Some records
|---|

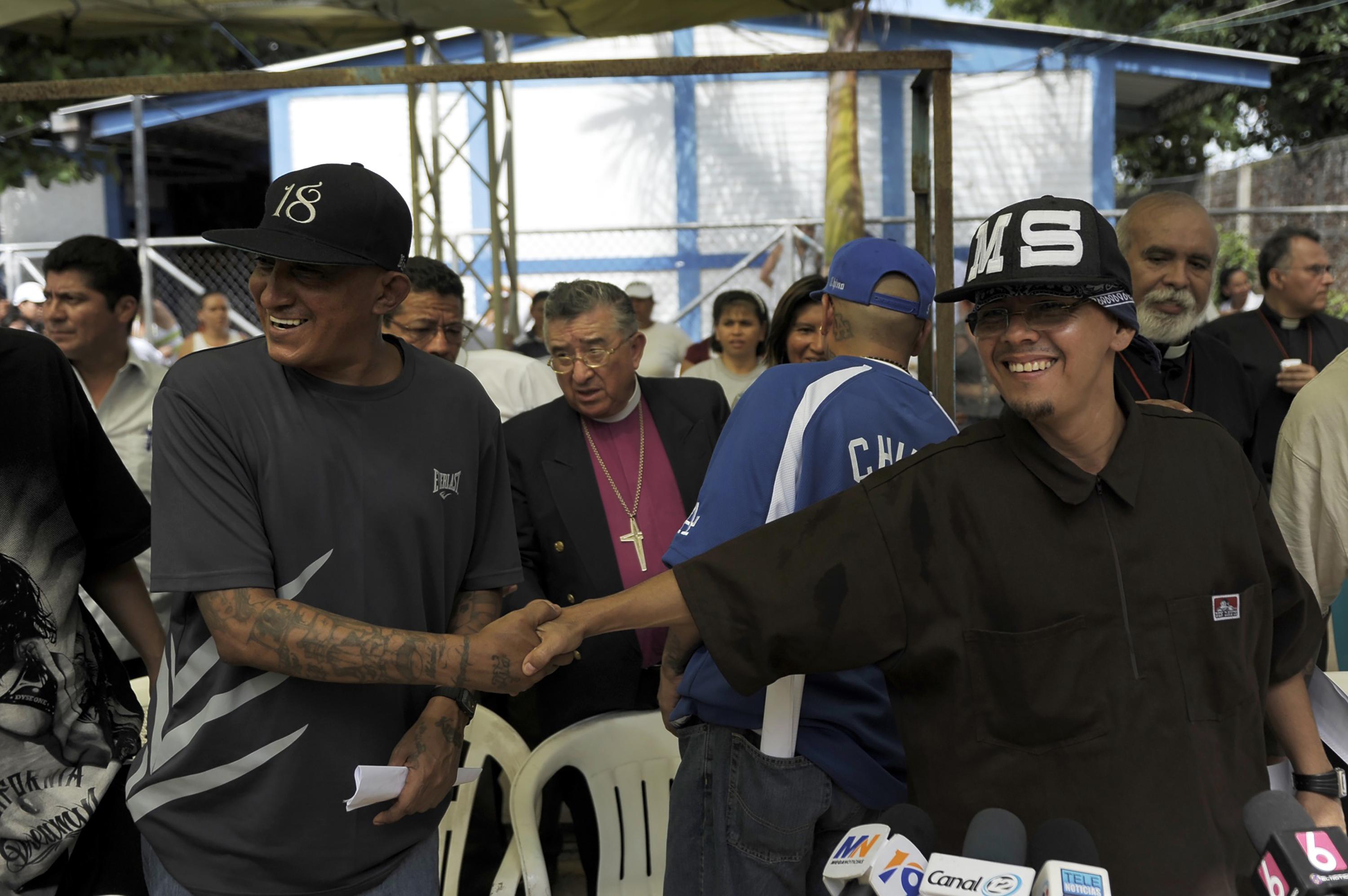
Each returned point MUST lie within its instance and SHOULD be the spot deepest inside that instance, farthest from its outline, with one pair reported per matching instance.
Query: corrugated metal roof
(347, 23)
(1123, 40)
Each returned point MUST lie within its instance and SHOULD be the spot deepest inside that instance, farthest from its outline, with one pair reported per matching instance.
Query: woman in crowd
(212, 327)
(1237, 291)
(797, 329)
(741, 340)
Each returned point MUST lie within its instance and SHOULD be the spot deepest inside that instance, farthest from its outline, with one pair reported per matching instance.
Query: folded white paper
(382, 783)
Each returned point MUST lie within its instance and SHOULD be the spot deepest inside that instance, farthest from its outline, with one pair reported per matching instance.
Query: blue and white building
(1036, 110)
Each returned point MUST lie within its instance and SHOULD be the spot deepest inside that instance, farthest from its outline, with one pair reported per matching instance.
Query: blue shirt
(800, 434)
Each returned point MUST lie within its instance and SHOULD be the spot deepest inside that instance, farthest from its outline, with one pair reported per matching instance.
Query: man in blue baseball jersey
(780, 797)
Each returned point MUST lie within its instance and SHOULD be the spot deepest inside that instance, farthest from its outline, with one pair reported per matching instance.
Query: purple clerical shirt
(660, 514)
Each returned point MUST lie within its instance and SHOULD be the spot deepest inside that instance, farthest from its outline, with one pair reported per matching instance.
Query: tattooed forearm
(255, 628)
(680, 646)
(474, 611)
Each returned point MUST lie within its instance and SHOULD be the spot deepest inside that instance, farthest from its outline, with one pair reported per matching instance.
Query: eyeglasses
(1041, 316)
(1317, 270)
(594, 359)
(455, 333)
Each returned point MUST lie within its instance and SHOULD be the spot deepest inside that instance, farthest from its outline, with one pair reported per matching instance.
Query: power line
(1273, 17)
(1239, 14)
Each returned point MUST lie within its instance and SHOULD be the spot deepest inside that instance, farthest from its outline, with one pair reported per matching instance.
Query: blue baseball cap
(858, 266)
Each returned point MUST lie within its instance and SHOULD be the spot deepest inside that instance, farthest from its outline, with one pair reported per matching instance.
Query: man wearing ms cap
(333, 508)
(1083, 608)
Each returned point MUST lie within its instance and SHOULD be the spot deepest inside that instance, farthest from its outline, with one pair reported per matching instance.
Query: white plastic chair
(629, 760)
(487, 736)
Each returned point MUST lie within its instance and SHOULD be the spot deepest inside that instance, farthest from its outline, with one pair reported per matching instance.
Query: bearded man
(1172, 248)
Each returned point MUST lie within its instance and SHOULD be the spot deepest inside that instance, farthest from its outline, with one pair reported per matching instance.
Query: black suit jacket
(564, 539)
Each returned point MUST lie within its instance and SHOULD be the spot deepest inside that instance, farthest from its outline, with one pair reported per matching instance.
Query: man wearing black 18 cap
(1083, 608)
(333, 507)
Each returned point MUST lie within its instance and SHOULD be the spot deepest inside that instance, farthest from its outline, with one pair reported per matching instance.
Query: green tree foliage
(26, 145)
(1307, 102)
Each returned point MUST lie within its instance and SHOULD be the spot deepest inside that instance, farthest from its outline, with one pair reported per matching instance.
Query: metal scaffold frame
(491, 108)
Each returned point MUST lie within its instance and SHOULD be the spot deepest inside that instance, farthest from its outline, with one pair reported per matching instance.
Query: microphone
(1067, 859)
(994, 851)
(848, 868)
(900, 865)
(1296, 859)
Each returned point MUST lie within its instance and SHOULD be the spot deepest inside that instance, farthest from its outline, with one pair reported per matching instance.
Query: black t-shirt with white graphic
(377, 503)
(68, 511)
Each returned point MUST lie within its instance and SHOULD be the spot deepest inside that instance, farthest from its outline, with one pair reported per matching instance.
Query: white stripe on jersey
(789, 465)
(905, 371)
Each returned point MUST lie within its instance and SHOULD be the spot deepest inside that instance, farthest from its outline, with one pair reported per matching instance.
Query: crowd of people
(1075, 599)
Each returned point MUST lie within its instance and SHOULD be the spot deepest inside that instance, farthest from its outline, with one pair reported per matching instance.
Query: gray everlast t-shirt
(375, 503)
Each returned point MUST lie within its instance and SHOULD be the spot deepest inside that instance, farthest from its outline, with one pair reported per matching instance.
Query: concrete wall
(1311, 176)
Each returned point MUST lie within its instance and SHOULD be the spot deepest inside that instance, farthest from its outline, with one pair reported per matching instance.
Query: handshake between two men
(533, 642)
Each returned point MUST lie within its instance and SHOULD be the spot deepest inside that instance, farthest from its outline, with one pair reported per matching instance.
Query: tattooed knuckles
(502, 647)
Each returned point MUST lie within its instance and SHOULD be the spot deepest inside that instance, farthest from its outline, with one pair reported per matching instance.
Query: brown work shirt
(1056, 643)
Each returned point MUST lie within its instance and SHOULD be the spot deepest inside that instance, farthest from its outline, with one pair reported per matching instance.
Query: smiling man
(333, 607)
(1172, 247)
(1083, 608)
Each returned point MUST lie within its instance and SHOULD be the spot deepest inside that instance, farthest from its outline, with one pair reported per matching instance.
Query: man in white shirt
(1311, 481)
(432, 320)
(91, 301)
(665, 343)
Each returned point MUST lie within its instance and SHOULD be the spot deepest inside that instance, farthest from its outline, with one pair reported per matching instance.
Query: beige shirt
(127, 417)
(515, 383)
(665, 348)
(1311, 481)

|---|

▸ EXERCISE:
All the material shown above is to be copied exactly, with no pictures carried over.

▸ RESPONSE TO THE TASK:
Each returned point MUST lie within its instance and SHOULD be the spot deepest inside that instance, farthest from its outline, with one pair reported per matching instance.
Query: corrugated metal roof
(347, 23)
(1123, 40)
Each returned point MUST lie within its instance and SHOULD be the spot deepest inside that instance, farthest from its outline, with one pair reported per matching instance.
Query: woman in crowd
(212, 327)
(1237, 291)
(797, 329)
(741, 340)
Each returned point MUST lie within its instance and SHOULD be the spot deepest inside that instance, farthest from its outline, with one pair reported per matching instance.
Query: folded white paper
(382, 783)
Each returned point MUST lie within its instance and SHOULD be the spot deepest inside that instance, farthest from its outline, with one pair reported per matching instance.
Query: blue and white building
(1036, 110)
Each returned point MUST lie within its instance and SHOULD be the spot deepest inside that instance, farthest from its outline, with one pair reported per matching instance.
Query: blue shirt
(800, 434)
Each returned point MUST lie within its instance and SHOULD be the spot deepest inside that instance, farthest from its outline, with one pair reported per matching instance.
Query: man in blue baseball jersey
(780, 797)
Each returned point MUST lie within its instance and SHOULD be the spot deepest inside that instance, farthest from its outline, with one pair reported per matching instance.
Query: purple clerical shirt
(660, 514)
Each returned point MUST lie within its instance and SHOULD be the spot deepest inside that instance, farthest from its outline, with one pair reported per matching instance.
Query: tattooed forearm
(255, 628)
(680, 646)
(474, 611)
Each returned point MUST lie within its instance and SHOULD be the spot deepest inside that instance, farthest from its outline, with one pair reported per matching instance.
Query: eyeglasses
(1041, 316)
(1317, 270)
(594, 359)
(455, 333)
Each returned point MUST lie within its instance and SHOULD be the spot deepest inside that instance, farthest from its outline, with one pair reported per matching instance.
Query: power line
(1273, 17)
(1239, 14)
Each returned point MUST lie within its instance and SHOULD be the spot deepest inside that instance, farthest from its outline, with one pair reported per matching instance.
Query: blue baseball cap
(858, 266)
Each returned point MUST lie within its instance and SHOULD be the spot deepest inside that instance, farthest from its outline, with one pair reported per matching instance.
Query: man wearing ms cap
(333, 508)
(1083, 608)
Each returned point MUST lie within its instance and SHOULD be the spot deepest inside that instance, farthest from its outline, with one pair reported per matching instance.
Query: white plastic chair
(629, 760)
(487, 736)
Each returned point MUST lie within its instance and SHOULD be the spot deepest inside that instance, farthest from its outline, with one pair reported per matching instance.
Query: bearded man
(1172, 248)
Each returned point MUST lie within its instance and SHOULD be the spot deepest inside that instance, farthest from its outline, with one pair reported per matching instance.
Query: black suit jacket
(564, 539)
Each returned point MUST lie within its instance and SHOULD be the spot deepest inside that instance, farthest from its outline, with one pair reported per matching instance.
Query: man wearing black 18 cap
(1083, 608)
(333, 507)
Each returned point MUST lie within its instance and SHOULD be the spot deepest inside that instance, farthest from its outline, with one pair reported per matching instance.
Query: green tree foliage
(26, 145)
(1307, 102)
Each returned point MUST lie within its instance and SHOULD be the spot deepest inside that instance, farthest from its outline, with one pair reported per matching instance.
Query: metal scaffold frame
(491, 108)
Each returned point MUST lie within its instance and SHOULD be the spot deepest inside that instance, farthest from its outline, with one pair reported per matching instance.
Query: microphone
(1067, 859)
(994, 851)
(848, 868)
(900, 865)
(1296, 859)
Each returned point MUST lie within its instance and SHOULD be the spot deepest inside that instance, farthest from its outline, with one pair reported per matching instance.
Query: black t-shirt with white graphic
(377, 503)
(68, 511)
Each returned point MUST lie within its instance and SHOULD be the spot deepest inside that instance, farthest from its outline, with one pair reported per matching instance.
Query: white stripe on jersey
(789, 465)
(905, 371)
Each returned point MUST lie within its instance and SHOULD be the spot deepest inside that instance, farthest from its outline, with one pair reported per matching instance.
Query: crowd of people
(1075, 599)
Each returned point MUST lie within its instance and SHOULD be the spot deepest inside that instance, farthest from its outline, with one pair reported per matching instance.
Query: gray everlast t-shirt
(375, 503)
Each returned point MUST lie within its instance and SHOULD be the spot deepest inside that instance, farthest from its outline, with one pair reported per matching instance.
Query: concrete wall
(1311, 176)
Each returned point MUST lie within its instance and SHOULD be the spot deepest inside that instance, farthest from its outline, with one pair reported per matching instance.
Query: handshake between two men
(533, 642)
Each returned point MUST lie within its instance and SHOULD be the spot deepest inside that instance, farthest from its outline, with one pair reported per matching instance.
Query: tattooed knuckles
(502, 647)
Each returned point MUST lie within its instance and SHOULD be the spot deepest inside that instance, farthest from its outline, with one pair reported per matching instance.
Query: brown work shirt
(1056, 643)
Each returned point MUST lie within its instance and SHOULD be the spot deepest inside that instance, farthest from its outline, with one pair reported per matching instance.
Query: smiling man
(333, 607)
(1172, 247)
(1083, 608)
Each returned point MUST lie within its instance and SHOULD be the spot deepest inside that instance, farthest from its outline, with one pair reported per matching instance.
Query: man in white shirt
(1311, 481)
(432, 320)
(91, 301)
(665, 343)
Each returned point MUST lie within its instance and SHOULD be the spot deepest inside that instance, farthest from its outline, with one pair reported per matching instance.
Query: beige shirt
(127, 417)
(515, 383)
(665, 348)
(1311, 481)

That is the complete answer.